Aufgaben =
- 1) Welche Folgen sind laut dem zitierten Text in Polen und Ungarn zu beobachten?
- 2) Gib im zitierten Text alles von „Das bedeutet faktisch, daß“ bis hinunter zu „wählt, entmachtet wird.“ wieder und ändere dabei „Parlament“ in „Bundestag“.

Zitierter Text =
________________

Spannend wird es in Zeile 31. Ohne Zustimmung des Volkes darf das Grundgesetz nicht geändert werden und kein bedeutsamer völkerrechtlicher Vertrag geschlossen werden.
Das bedeutet faktisch, daß das Parlament entmachtet wird und die repräsentative Demokratie an dem das Volk durch demokratische Wahlen seine Abgeordneten wählt, entmachtet wird.
In der Konsequenz würde das auch bedeuten, daß die freiheitlich demokratische Grundordnung durch eine Volksabstimmung abgeschafft werden könnte.
Die Folgen sind in Polen und Ungarn zu beobachten. Einschränkung der Pressefreiheit, Abschaffung der Gewaltenteilung, Gleichschaltung der Medien usw. . Das bedeutet, daß die AfD die repräsentative Demokratie in der gegenwärtigen Form massiv in Frage stellt. (Seite 3 ab Zeile 31) .
Seite 4 :
"Der Staat hat sich verzettelt." Pauschale und plakative Behauptung ohne argumentativen Nachweis. Einer Juristin unwürdig.
"Nur ein schlanker Staat kann ein guter Staat sein." Pauschale und neoliberale Behauptung ohne argumentativen oder belegbaren Nachweis oder Nennung eines Argumentes, es sei denn, eine ausschließlich neoliberale Geisteshaltung wird zum Stein der Weisen erkoren.
"Staatliche Aufgaben sollen durch "andere Organisationsformen" ersetzt werden".
Unlogisch, da eine Aufgabe nicht durch eine Organisationsform ersetzt werden kann.

________________

Bereitgestelltes Material =
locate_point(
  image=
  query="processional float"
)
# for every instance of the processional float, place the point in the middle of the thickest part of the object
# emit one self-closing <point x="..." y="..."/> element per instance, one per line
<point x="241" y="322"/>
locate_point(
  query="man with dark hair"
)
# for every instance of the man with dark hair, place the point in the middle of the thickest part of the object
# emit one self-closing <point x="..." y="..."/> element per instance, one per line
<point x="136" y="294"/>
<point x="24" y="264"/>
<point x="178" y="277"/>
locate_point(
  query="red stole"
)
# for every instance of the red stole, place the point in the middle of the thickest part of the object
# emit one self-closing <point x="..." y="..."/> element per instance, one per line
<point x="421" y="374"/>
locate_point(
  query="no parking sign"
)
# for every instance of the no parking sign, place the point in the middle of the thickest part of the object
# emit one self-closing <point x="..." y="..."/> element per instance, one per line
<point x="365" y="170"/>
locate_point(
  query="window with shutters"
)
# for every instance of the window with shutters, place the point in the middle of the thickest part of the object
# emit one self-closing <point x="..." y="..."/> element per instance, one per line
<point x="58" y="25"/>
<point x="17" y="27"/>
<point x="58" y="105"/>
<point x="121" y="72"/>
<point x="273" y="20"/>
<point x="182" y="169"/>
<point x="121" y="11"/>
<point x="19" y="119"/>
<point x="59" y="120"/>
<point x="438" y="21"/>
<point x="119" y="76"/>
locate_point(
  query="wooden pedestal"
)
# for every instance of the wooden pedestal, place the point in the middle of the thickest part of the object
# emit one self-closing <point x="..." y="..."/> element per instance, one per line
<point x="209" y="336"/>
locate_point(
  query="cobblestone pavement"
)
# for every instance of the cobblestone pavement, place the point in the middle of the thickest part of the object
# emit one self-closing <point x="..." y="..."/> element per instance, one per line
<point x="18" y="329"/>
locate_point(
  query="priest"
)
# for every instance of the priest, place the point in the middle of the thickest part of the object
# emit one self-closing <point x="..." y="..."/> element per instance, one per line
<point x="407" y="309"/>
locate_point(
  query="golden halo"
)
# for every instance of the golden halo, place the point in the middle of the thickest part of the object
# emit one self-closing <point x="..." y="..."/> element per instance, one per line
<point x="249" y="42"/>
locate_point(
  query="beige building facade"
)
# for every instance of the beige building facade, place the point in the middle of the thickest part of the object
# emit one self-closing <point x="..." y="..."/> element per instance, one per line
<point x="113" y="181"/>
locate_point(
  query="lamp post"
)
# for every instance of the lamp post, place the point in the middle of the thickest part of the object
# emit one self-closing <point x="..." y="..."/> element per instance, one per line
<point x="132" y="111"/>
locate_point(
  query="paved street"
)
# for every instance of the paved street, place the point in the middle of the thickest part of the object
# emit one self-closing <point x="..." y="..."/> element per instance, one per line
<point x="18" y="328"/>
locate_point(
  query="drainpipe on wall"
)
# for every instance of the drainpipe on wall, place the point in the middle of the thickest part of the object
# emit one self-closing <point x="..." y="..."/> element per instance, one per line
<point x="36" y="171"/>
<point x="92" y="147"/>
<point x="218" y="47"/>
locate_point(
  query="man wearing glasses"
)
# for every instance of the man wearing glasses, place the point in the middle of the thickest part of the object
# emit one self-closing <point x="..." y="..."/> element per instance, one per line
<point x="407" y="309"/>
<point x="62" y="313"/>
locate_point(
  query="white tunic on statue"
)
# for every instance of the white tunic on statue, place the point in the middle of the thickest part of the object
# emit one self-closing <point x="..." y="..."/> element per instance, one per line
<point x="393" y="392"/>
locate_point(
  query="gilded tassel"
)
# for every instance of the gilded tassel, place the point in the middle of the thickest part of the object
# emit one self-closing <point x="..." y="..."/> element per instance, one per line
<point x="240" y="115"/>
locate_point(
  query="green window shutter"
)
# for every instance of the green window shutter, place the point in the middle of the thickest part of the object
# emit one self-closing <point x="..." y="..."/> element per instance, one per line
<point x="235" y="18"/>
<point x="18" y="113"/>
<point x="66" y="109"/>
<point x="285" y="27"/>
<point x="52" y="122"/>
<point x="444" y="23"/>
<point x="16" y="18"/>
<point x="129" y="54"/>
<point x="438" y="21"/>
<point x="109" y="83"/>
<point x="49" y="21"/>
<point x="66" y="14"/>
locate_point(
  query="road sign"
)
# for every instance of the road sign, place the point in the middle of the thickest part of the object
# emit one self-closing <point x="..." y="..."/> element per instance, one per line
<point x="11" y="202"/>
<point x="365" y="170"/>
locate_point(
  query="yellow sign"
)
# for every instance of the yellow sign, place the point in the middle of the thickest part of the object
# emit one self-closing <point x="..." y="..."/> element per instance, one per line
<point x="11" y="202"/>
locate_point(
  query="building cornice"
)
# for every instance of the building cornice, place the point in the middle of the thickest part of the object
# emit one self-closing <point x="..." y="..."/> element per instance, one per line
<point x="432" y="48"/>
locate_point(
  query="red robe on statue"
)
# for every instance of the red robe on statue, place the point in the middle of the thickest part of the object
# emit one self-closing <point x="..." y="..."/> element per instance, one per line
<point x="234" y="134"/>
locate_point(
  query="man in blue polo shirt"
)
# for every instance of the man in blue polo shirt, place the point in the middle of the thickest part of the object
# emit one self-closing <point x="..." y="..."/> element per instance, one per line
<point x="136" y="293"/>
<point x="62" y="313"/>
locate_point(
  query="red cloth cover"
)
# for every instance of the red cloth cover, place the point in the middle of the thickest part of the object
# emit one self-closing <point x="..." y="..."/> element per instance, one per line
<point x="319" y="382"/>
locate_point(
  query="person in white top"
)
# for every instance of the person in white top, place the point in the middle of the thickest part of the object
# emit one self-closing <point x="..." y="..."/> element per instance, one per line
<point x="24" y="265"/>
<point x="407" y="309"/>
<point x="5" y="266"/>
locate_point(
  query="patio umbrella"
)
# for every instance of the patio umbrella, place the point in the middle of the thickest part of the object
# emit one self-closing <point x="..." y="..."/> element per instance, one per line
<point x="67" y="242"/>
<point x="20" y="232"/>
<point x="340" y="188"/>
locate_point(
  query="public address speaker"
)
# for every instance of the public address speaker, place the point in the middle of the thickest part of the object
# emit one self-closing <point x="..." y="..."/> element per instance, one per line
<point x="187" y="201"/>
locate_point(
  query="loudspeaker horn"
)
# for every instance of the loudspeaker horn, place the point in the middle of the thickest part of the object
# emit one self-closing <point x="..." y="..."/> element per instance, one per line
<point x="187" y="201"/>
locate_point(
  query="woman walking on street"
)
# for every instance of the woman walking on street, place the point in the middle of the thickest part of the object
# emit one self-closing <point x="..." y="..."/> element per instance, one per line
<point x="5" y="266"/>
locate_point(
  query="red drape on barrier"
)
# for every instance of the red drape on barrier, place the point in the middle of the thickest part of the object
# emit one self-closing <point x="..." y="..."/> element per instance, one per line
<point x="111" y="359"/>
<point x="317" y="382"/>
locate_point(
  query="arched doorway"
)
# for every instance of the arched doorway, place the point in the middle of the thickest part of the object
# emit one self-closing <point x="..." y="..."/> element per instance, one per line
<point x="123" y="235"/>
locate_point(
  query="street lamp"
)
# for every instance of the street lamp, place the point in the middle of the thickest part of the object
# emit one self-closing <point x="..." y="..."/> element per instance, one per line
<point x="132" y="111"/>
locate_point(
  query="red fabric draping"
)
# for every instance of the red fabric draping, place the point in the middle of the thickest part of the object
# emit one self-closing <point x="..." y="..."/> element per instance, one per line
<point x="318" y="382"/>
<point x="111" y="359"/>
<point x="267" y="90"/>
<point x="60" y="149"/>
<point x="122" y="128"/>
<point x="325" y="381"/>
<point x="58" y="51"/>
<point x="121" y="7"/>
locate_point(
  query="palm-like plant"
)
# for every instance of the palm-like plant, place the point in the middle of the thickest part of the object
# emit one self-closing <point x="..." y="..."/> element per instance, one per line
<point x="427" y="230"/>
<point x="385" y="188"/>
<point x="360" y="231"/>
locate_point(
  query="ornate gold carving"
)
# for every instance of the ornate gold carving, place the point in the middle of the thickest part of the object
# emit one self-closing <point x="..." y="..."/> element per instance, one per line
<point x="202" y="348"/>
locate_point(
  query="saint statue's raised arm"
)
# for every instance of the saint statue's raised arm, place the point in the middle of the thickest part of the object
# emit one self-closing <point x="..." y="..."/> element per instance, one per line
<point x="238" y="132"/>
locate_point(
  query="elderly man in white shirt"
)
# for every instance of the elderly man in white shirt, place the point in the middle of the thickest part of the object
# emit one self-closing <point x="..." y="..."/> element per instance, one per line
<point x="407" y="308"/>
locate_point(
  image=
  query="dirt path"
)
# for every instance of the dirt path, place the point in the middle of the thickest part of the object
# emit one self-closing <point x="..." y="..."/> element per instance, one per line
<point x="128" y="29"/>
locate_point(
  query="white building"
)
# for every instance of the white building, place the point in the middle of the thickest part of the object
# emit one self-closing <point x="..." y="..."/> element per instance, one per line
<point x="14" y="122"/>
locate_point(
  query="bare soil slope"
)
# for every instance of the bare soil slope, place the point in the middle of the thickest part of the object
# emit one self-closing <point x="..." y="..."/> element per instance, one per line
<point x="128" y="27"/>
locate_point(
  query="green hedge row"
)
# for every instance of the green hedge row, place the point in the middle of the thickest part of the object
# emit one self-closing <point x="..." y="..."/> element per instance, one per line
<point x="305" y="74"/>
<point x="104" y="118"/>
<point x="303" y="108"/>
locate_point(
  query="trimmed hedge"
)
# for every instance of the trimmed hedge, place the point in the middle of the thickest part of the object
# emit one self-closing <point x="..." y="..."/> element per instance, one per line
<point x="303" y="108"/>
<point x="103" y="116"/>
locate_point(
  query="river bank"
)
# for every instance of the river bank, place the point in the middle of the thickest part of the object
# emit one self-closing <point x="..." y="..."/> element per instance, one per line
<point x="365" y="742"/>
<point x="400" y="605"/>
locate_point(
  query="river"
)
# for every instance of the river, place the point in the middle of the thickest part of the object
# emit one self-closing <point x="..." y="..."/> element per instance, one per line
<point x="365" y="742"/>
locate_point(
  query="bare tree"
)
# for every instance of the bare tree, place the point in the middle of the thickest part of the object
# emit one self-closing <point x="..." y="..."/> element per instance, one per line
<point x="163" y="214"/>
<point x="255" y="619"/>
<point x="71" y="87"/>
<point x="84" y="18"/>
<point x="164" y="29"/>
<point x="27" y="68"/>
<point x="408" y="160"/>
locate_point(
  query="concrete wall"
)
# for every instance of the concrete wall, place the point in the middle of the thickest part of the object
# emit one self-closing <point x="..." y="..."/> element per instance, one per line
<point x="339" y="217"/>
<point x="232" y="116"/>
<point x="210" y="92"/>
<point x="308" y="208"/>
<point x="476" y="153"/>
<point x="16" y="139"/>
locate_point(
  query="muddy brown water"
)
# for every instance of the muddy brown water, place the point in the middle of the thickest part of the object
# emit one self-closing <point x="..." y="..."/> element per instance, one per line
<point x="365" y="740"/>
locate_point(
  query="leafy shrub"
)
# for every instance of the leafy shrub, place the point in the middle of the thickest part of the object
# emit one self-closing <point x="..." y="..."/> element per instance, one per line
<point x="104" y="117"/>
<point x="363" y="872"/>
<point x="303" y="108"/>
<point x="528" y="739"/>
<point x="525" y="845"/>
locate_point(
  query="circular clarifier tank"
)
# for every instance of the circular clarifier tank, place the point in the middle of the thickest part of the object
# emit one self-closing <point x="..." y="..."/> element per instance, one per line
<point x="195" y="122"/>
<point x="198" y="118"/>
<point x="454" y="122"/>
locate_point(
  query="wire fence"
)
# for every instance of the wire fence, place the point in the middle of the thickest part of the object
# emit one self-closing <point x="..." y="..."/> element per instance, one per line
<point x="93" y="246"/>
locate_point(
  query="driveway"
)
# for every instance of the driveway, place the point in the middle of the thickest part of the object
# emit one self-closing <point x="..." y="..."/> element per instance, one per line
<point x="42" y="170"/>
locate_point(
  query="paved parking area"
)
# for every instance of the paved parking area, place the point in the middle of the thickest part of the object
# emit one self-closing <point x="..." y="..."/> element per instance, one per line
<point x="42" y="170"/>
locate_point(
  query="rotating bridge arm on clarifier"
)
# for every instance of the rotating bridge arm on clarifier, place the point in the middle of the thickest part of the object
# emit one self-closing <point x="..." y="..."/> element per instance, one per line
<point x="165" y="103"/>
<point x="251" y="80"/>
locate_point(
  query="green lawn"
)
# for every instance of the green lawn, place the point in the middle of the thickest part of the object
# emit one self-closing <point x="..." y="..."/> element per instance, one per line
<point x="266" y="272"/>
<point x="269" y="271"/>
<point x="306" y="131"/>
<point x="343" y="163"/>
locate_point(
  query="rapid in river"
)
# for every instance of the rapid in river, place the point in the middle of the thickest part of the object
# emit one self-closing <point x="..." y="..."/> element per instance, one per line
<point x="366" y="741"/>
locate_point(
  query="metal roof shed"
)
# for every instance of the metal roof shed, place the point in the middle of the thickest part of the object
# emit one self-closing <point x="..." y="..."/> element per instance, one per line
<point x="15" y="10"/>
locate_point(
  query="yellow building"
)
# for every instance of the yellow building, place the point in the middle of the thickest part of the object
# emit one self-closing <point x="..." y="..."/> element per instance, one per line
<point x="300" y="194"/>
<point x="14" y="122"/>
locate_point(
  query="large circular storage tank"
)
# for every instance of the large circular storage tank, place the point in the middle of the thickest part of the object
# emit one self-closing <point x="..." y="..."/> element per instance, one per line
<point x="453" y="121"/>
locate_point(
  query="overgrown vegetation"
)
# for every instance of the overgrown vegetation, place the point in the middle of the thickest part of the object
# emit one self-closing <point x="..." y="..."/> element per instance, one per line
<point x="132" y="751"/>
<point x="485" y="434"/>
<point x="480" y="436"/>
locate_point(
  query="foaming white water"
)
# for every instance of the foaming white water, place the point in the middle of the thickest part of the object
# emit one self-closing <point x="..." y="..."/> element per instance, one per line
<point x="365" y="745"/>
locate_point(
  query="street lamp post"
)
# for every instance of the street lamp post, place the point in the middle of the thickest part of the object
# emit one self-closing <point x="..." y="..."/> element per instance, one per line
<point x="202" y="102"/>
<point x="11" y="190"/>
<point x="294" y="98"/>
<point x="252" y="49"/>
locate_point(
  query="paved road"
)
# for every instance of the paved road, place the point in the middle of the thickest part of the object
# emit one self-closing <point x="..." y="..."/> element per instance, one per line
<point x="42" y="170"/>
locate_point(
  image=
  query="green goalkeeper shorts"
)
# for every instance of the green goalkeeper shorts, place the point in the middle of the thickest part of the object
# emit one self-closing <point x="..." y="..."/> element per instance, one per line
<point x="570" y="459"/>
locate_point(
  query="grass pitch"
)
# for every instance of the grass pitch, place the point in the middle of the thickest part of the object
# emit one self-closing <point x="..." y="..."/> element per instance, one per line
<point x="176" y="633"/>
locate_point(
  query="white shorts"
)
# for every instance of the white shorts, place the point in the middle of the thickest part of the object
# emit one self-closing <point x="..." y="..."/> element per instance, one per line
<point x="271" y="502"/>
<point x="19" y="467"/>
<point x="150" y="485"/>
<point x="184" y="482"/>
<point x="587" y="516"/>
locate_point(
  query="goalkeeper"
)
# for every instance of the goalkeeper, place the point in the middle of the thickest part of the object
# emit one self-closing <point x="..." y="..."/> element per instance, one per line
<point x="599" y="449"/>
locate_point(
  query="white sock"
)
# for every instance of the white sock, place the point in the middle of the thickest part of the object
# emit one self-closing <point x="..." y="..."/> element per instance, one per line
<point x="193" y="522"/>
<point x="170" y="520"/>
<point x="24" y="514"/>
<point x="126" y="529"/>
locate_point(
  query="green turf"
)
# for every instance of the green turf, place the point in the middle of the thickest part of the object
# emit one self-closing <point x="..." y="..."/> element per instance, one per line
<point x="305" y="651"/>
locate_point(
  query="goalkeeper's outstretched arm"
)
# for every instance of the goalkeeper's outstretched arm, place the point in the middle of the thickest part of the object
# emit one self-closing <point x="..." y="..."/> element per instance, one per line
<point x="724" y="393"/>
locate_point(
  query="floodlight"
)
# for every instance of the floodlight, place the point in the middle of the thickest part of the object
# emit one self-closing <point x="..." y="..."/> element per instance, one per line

________________

Lösungen =
- 1) Einschränkung der Pressefreiheit, Abschaffung der Gewaltenteilung und Gleichschaltung der Medien.

- 2)
Das bedeutet faktisch, daß das Bundestag entmachtet wird und die repräsentative Demokratie an dem das Volk durch demokratische Wahlen seine Abgeordneten wählt, entmachtet wird.